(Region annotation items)
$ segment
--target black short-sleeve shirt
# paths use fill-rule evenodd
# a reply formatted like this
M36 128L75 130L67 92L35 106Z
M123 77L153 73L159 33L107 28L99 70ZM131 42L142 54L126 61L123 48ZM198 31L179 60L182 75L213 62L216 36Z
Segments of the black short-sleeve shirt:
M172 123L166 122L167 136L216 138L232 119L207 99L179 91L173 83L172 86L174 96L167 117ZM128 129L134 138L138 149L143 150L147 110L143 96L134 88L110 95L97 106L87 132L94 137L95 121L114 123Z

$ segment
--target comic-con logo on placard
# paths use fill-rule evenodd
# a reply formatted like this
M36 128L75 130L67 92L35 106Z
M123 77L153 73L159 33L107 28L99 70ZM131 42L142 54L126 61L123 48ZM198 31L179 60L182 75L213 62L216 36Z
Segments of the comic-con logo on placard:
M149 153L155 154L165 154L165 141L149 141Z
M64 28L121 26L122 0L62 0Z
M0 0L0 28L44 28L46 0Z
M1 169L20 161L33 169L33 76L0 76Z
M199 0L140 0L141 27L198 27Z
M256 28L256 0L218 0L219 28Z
* * *
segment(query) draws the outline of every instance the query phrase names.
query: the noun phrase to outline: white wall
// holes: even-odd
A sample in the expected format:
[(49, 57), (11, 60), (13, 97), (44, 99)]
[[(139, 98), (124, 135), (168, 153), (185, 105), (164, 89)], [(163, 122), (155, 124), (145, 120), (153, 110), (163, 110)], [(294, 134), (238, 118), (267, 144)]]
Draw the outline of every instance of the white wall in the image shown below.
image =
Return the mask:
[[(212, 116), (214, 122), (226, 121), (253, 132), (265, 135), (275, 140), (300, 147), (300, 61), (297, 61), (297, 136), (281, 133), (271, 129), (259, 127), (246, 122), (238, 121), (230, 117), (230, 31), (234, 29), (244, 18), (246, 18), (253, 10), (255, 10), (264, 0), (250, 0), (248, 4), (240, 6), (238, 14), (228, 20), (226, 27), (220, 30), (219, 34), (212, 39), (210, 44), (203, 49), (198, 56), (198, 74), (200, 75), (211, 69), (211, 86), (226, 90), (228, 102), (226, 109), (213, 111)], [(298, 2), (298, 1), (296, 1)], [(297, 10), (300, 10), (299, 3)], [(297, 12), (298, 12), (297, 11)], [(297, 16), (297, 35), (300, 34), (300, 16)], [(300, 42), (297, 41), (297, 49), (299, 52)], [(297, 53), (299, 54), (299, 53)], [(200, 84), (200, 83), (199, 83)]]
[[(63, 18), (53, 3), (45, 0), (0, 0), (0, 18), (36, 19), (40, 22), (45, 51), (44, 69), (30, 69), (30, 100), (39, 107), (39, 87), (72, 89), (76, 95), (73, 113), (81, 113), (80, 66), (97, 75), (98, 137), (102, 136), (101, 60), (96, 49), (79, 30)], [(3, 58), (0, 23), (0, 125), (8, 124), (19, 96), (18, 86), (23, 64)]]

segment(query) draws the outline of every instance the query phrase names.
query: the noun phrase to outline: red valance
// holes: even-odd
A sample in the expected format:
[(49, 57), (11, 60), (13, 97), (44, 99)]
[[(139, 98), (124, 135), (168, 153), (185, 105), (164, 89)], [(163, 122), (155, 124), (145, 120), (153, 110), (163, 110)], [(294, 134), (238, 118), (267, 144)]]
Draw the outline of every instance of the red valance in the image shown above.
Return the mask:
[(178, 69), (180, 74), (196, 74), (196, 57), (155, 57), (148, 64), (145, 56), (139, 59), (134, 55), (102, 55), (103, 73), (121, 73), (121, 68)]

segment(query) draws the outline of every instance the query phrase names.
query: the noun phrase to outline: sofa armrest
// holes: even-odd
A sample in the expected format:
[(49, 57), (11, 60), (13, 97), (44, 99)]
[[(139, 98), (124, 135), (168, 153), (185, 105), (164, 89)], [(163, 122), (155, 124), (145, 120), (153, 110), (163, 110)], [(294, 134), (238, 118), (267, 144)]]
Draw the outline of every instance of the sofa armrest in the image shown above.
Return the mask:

- [PROBLEM REQUIREMENTS]: Count the lines above that contain the word "valance", treating uppercase and lowercase as different, and give only the number.

- [TASK ANSWER]: 2